Exercise prompt: Would you print all of the entries exactly, please, but without their pictures?

Saved data entries:
□ □ □ □
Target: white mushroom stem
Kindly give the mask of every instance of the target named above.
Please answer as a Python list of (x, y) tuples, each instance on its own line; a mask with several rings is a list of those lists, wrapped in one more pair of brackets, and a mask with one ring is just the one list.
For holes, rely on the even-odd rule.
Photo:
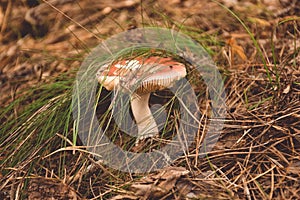
[(136, 144), (142, 139), (158, 134), (158, 127), (149, 108), (150, 93), (131, 96), (131, 110), (138, 127)]

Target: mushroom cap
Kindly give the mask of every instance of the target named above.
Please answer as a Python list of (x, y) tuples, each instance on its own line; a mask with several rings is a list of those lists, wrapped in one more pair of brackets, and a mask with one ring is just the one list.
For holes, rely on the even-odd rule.
[(152, 56), (120, 60), (105, 65), (97, 72), (98, 82), (107, 90), (116, 86), (133, 89), (136, 93), (149, 93), (171, 87), (186, 76), (185, 65), (172, 58)]

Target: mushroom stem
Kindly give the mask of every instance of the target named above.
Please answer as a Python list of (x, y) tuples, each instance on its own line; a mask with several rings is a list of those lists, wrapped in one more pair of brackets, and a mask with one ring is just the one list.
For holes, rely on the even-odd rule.
[(138, 127), (136, 144), (142, 139), (158, 134), (158, 127), (149, 108), (150, 93), (131, 95), (131, 110)]

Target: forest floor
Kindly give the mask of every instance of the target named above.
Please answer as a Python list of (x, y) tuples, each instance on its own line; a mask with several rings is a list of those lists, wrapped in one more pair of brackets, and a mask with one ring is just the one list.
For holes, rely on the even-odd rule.
[[(19, 142), (19, 149), (23, 143), (0, 131), (0, 199), (300, 198), (300, 2), (218, 2), (228, 10), (210, 0), (2, 0), (3, 113), (32, 87), (62, 74), (73, 79), (88, 53), (110, 36), (158, 26), (185, 27), (209, 49), (226, 77), (227, 116), (206, 157), (197, 159), (191, 149), (188, 157), (144, 175), (99, 163), (86, 172), (94, 162), (90, 155), (53, 153), (59, 146), (7, 164), (15, 153), (8, 145)], [(9, 116), (0, 113), (0, 123), (17, 119), (24, 107), (14, 104)], [(57, 134), (51, 141), (62, 139)], [(62, 156), (68, 161), (63, 169)]]

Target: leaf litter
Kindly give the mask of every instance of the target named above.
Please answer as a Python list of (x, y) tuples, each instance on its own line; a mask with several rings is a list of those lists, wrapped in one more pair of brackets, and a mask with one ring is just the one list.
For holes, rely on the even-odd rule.
[[(54, 147), (41, 155), (32, 154), (14, 167), (1, 164), (0, 198), (299, 198), (300, 4), (287, 0), (220, 2), (238, 13), (254, 33), (272, 82), (247, 32), (213, 1), (2, 1), (1, 109), (29, 88), (50, 84), (53, 78), (78, 68), (88, 52), (111, 35), (147, 24), (172, 28), (179, 23), (187, 32), (197, 30), (206, 39), (195, 39), (214, 52), (212, 57), (226, 77), (228, 116), (221, 138), (206, 157), (198, 158), (191, 148), (189, 155), (172, 166), (150, 174), (112, 170), (76, 147), (75, 153), (51, 154), (58, 149)], [(205, 108), (204, 100), (199, 104)], [(19, 116), (23, 106), (11, 114)], [(8, 119), (4, 116), (0, 121)], [(57, 135), (52, 140), (62, 139)], [(9, 151), (3, 144), (7, 145), (1, 140), (0, 163)], [(64, 173), (60, 172), (62, 158), (68, 160)], [(37, 162), (30, 166), (31, 161)], [(94, 167), (85, 170), (91, 164)]]

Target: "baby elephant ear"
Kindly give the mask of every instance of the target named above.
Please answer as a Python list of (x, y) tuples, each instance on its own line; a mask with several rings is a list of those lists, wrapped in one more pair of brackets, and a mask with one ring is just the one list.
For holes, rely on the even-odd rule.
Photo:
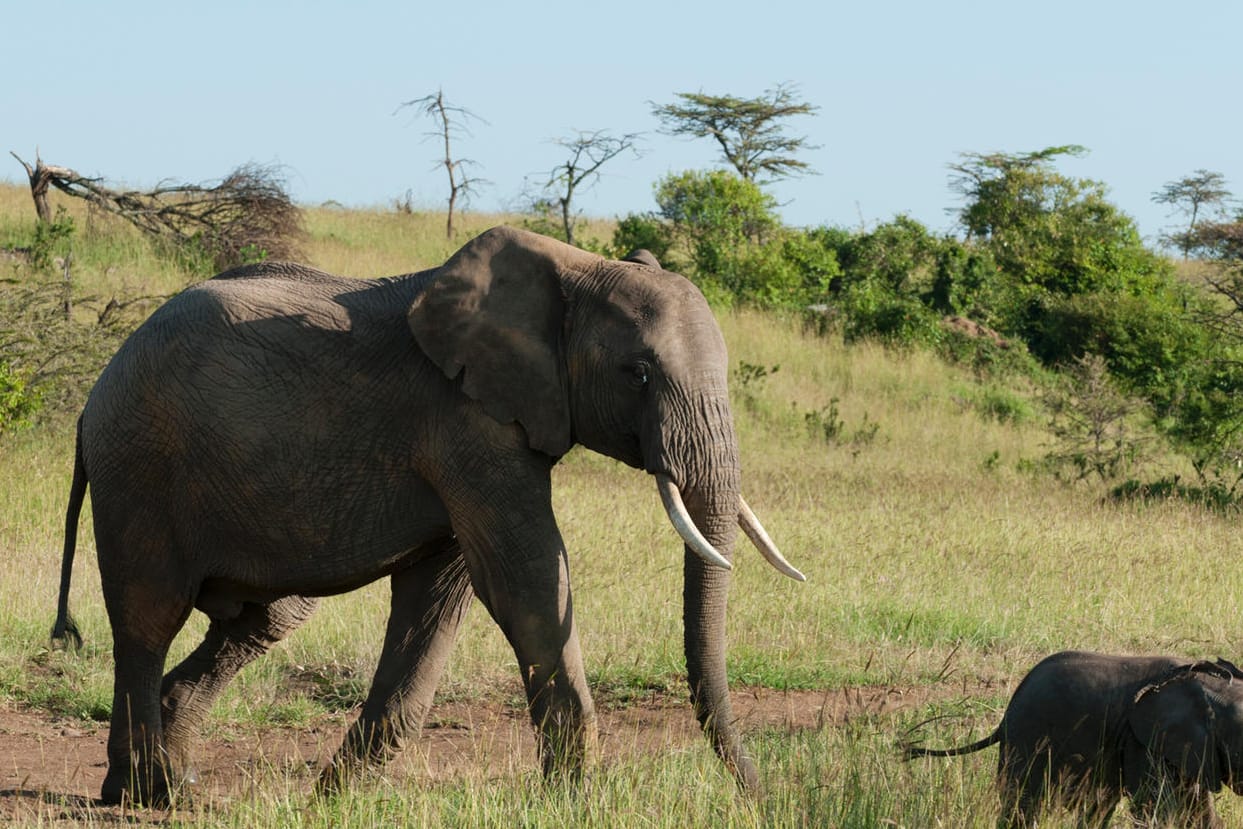
[[(1127, 716), (1131, 733), (1143, 746), (1148, 763), (1164, 763), (1177, 770), (1181, 780), (1196, 781), (1208, 791), (1221, 789), (1217, 745), (1213, 734), (1213, 709), (1208, 694), (1193, 674), (1149, 685), (1135, 696)], [(1127, 773), (1127, 786), (1134, 792), (1142, 775), (1134, 765)], [(1143, 764), (1143, 771), (1158, 771)], [(1134, 779), (1132, 779), (1134, 778)]]
[[(569, 253), (572, 251), (573, 253)], [(501, 423), (517, 421), (532, 449), (570, 448), (570, 405), (561, 366), (561, 273), (590, 256), (527, 231), (499, 227), (467, 243), (437, 270), (407, 314), (419, 347)]]

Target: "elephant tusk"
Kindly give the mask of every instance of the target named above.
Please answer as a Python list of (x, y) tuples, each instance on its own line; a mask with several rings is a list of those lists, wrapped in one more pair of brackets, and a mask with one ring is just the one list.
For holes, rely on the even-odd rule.
[(656, 489), (660, 492), (660, 502), (669, 516), (669, 523), (673, 524), (678, 535), (682, 536), (686, 546), (709, 564), (733, 570), (734, 565), (729, 563), (729, 559), (718, 553), (716, 548), (708, 543), (708, 539), (703, 537), (703, 533), (699, 532), (699, 528), (691, 520), (690, 513), (686, 511), (686, 504), (682, 503), (682, 493), (678, 492), (678, 485), (668, 475), (658, 474), (656, 475)]
[(777, 545), (768, 537), (760, 519), (755, 517), (755, 513), (751, 511), (751, 507), (747, 506), (747, 502), (741, 495), (738, 496), (738, 526), (742, 527), (742, 531), (747, 534), (747, 538), (751, 539), (751, 543), (760, 551), (760, 555), (764, 556), (764, 560), (777, 572), (795, 581), (807, 581), (807, 577), (799, 572), (798, 568), (786, 561), (785, 556), (777, 549)]

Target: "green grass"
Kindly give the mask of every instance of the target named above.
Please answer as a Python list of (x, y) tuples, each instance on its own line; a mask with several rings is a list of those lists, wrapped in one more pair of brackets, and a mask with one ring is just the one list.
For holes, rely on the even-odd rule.
[[(0, 241), (24, 221), (21, 188), (0, 187)], [(498, 217), (468, 214), (479, 230)], [(309, 211), (311, 264), (353, 274), (428, 267), (456, 247), (443, 217)], [(19, 228), (20, 230), (20, 228)], [(601, 233), (600, 235), (603, 235)], [(171, 292), (188, 278), (141, 239), (82, 252), (84, 291)], [(83, 242), (83, 246), (86, 243)], [(749, 803), (706, 745), (639, 752), (582, 792), (544, 786), (535, 763), (499, 777), (390, 778), (308, 800), (304, 772), (277, 763), (245, 795), (175, 816), (219, 826), (991, 826), (995, 750), (904, 764), (895, 746), (928, 717), (929, 743), (980, 736), (1008, 690), (1063, 648), (1238, 658), (1243, 570), (1238, 520), (1169, 502), (1114, 504), (1104, 487), (1032, 472), (1049, 437), (1022, 384), (982, 383), (919, 351), (846, 346), (752, 311), (723, 311), (735, 365), (779, 366), (735, 383), (745, 495), (796, 584), (740, 543), (730, 599), (737, 685), (819, 689), (942, 686), (972, 704), (930, 703), (810, 731), (748, 734), (767, 796)], [(808, 413), (819, 413), (809, 421)], [(839, 439), (824, 423), (840, 421)], [(809, 428), (810, 426), (815, 428)], [(866, 440), (852, 436), (864, 430)], [(0, 704), (106, 716), (108, 627), (88, 515), (74, 572), (78, 655), (49, 653), (68, 424), (0, 439)], [(681, 545), (646, 476), (583, 450), (555, 471), (589, 677), (602, 704), (653, 689), (682, 695)], [(342, 718), (365, 694), (388, 592), (375, 584), (315, 617), (230, 686), (209, 728), (233, 733)], [(201, 636), (191, 620), (173, 658)], [(482, 608), (468, 615), (442, 699), (517, 693), (513, 654)], [(979, 690), (979, 689), (986, 690)], [(947, 692), (952, 693), (952, 692)], [(1219, 799), (1228, 815), (1240, 810)], [(89, 821), (84, 821), (89, 823)]]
□ □ □ □
Result of this exercise:
Target: white mushroom stem
Kindly give the mask of every instance of the target named above.
Please answer as a Python list of (x, y) tuples, each instance on its own line; a mask with several rings is a list of those lists, wrapped in one more pair of brackets, and a mask with one ring is just the one list.
For holes, rely on the even-odd rule.
Photo:
[(136, 144), (142, 139), (158, 134), (158, 127), (149, 108), (150, 93), (131, 96), (131, 110), (138, 127)]

Target: mushroom cap
Kindly give the mask of every instance of the target named above.
Please answer as a Python list of (x, y) tuples, each instance on its own line; a mask with several rings is a list of those lists, wrapped in one more pair of brackets, and a mask with one ring is just the one list.
For holes, rely on the even-odd rule.
[(152, 56), (120, 60), (105, 65), (97, 72), (98, 82), (107, 90), (116, 86), (133, 89), (136, 93), (149, 93), (171, 87), (186, 76), (185, 65), (172, 58)]

Target: mushroom stem
Kindly give the mask of every instance of the target named above.
Please answer as a Python list of (x, y) tuples, each instance on its own line; a mask with several rings is a list of those lists, wrapped in one more pair of brackets, and a mask with one ring is just the one list.
For holes, rely on the even-odd rule.
[(138, 127), (136, 144), (142, 139), (158, 134), (158, 127), (149, 108), (150, 93), (131, 95), (131, 110)]

Target: forest floor
Kindly give the mask of every instance of the target named above.
Please answer as a Python list of (x, y) tuples, each instance on its own line; a mask with several rings is a list of those lists, wrapped in one more pair of brackets, and a mask with one ring is just the one list.
For holes, rely on the even-odd rule.
[[(19, 142), (19, 149), (23, 143), (0, 131), (0, 199), (300, 198), (300, 2), (218, 2), (228, 10), (210, 0), (2, 0), (3, 113), (32, 87), (62, 74), (73, 79), (88, 53), (110, 36), (158, 26), (185, 27), (209, 49), (226, 77), (227, 116), (206, 157), (197, 159), (191, 149), (188, 157), (144, 175), (99, 163), (86, 172), (94, 162), (90, 155), (53, 153), (59, 146), (7, 164), (15, 153), (8, 145)], [(9, 116), (0, 113), (0, 123), (17, 119), (24, 107), (14, 104)], [(57, 134), (51, 141), (62, 139)], [(62, 156), (68, 161), (63, 169)]]

Target: leaf litter
Kindly give the mask of every instance of the target named above.
Please answer as a Python list of (x, y) tuples, each instance on its own line; a mask with several rings is a list of those lists, wrapped in one more pair of brackets, and a mask with one ring is just the one list.
For holes, rely on the even-odd rule.
[[(54, 147), (41, 155), (32, 154), (14, 167), (1, 164), (0, 198), (299, 198), (300, 4), (287, 0), (220, 2), (238, 13), (254, 33), (272, 82), (247, 32), (213, 1), (2, 1), (1, 109), (29, 88), (50, 84), (53, 78), (78, 68), (88, 52), (111, 35), (147, 24), (172, 28), (179, 23), (187, 32), (197, 30), (206, 39), (195, 39), (214, 52), (212, 57), (226, 77), (228, 116), (221, 138), (206, 157), (198, 158), (191, 148), (189, 155), (172, 166), (150, 174), (112, 170), (76, 147), (75, 153), (51, 154), (58, 149)], [(205, 108), (204, 100), (199, 104)], [(19, 116), (23, 106), (11, 114)], [(8, 119), (4, 116), (0, 121)], [(57, 135), (52, 140), (62, 139)], [(9, 151), (3, 144), (7, 145), (1, 140), (0, 163)], [(64, 173), (60, 172), (62, 158), (68, 160)], [(37, 162), (30, 166), (31, 161)], [(94, 167), (85, 170), (91, 164)]]

Target: "baby elephant ear"
Kindly give the mask of every instance of the target named above.
Please answer as a Python list of (x, y) tuples, each instance on its own line; a mask with several rings is a list of those lists, wrapped in one more pair of brackets, and a mask with one ring is just the one list.
For holes, rely on the even-odd rule.
Photo:
[[(1127, 716), (1131, 733), (1143, 746), (1148, 763), (1164, 763), (1177, 770), (1181, 780), (1196, 781), (1208, 791), (1221, 789), (1217, 745), (1213, 734), (1213, 709), (1208, 694), (1193, 674), (1149, 685), (1135, 696)], [(1127, 773), (1127, 786), (1134, 792), (1142, 775), (1134, 765)], [(1143, 764), (1143, 771), (1158, 771)], [(1134, 779), (1132, 779), (1134, 778)]]
[[(569, 253), (572, 251), (573, 253)], [(501, 423), (517, 421), (532, 449), (570, 448), (570, 405), (561, 366), (561, 273), (590, 256), (527, 231), (499, 227), (467, 243), (437, 270), (407, 314), (419, 347)]]

Target: "elephant tusk"
Kindly give the mask of every instance of the target named above.
Please answer as a Python list of (x, y) tuples, each instance on its own line; a mask with several rings is a list of those lists, wrapped in one more pair of brackets, and a mask with one ring is just the one list.
For holes, rely on the even-odd rule.
[(656, 489), (660, 492), (660, 502), (669, 516), (669, 523), (673, 524), (678, 535), (682, 536), (686, 546), (709, 564), (733, 570), (734, 565), (729, 563), (729, 559), (718, 553), (716, 548), (708, 543), (708, 539), (703, 537), (703, 533), (699, 532), (699, 528), (691, 520), (690, 513), (686, 511), (686, 504), (682, 503), (682, 493), (678, 492), (678, 485), (668, 475), (658, 474), (656, 475)]
[(777, 545), (768, 537), (760, 519), (755, 517), (755, 513), (751, 511), (751, 507), (747, 506), (747, 502), (741, 495), (738, 496), (738, 526), (742, 527), (742, 531), (747, 534), (747, 538), (751, 539), (751, 543), (760, 551), (760, 555), (764, 556), (764, 560), (777, 572), (795, 581), (807, 581), (807, 577), (799, 572), (798, 568), (786, 561), (785, 556), (777, 549)]

Target: "green grass"
Kindly give the mask of every instance of the target named above.
Please answer as a Python list of (x, y) tuples, each instance on its own line; a mask with several rings is a list of those lists, wrapped in one more pair of brackets, and a mask with one ring is just the one list.
For holes, rely on the even-odd rule.
[[(0, 241), (24, 221), (21, 188), (0, 187)], [(498, 217), (468, 214), (479, 230)], [(309, 211), (311, 264), (353, 274), (428, 267), (456, 247), (443, 217)], [(19, 228), (20, 230), (20, 228)], [(601, 233), (600, 235), (603, 235)], [(171, 292), (188, 278), (141, 239), (82, 252), (84, 291)], [(83, 242), (83, 246), (86, 243)], [(749, 803), (706, 745), (639, 752), (582, 792), (544, 786), (535, 763), (499, 777), (390, 778), (308, 800), (304, 772), (277, 763), (245, 795), (175, 816), (219, 826), (991, 826), (995, 750), (904, 764), (895, 746), (928, 717), (929, 743), (980, 736), (1008, 690), (1063, 648), (1238, 658), (1243, 570), (1238, 520), (1169, 502), (1114, 504), (1104, 487), (1032, 472), (1049, 437), (1022, 384), (982, 383), (919, 351), (846, 346), (752, 311), (723, 311), (735, 365), (779, 366), (735, 383), (745, 495), (796, 584), (740, 543), (730, 599), (737, 685), (819, 689), (942, 686), (972, 704), (930, 703), (810, 731), (748, 734), (767, 796)], [(808, 413), (819, 413), (809, 421)], [(839, 439), (824, 423), (840, 421)], [(809, 428), (810, 426), (815, 428)], [(866, 440), (852, 436), (864, 430)], [(0, 704), (106, 716), (108, 627), (88, 515), (74, 572), (78, 655), (49, 653), (68, 424), (0, 439)], [(681, 545), (646, 476), (583, 450), (555, 471), (589, 677), (602, 704), (653, 689), (682, 695)], [(342, 718), (365, 694), (388, 592), (375, 584), (315, 617), (230, 686), (209, 728), (233, 733)], [(201, 636), (191, 620), (173, 658)], [(482, 608), (468, 615), (442, 699), (517, 693), (513, 654)], [(979, 690), (979, 689), (986, 690)], [(947, 692), (952, 693), (952, 692)], [(1219, 799), (1228, 815), (1240, 810)], [(89, 821), (84, 821), (89, 823)]]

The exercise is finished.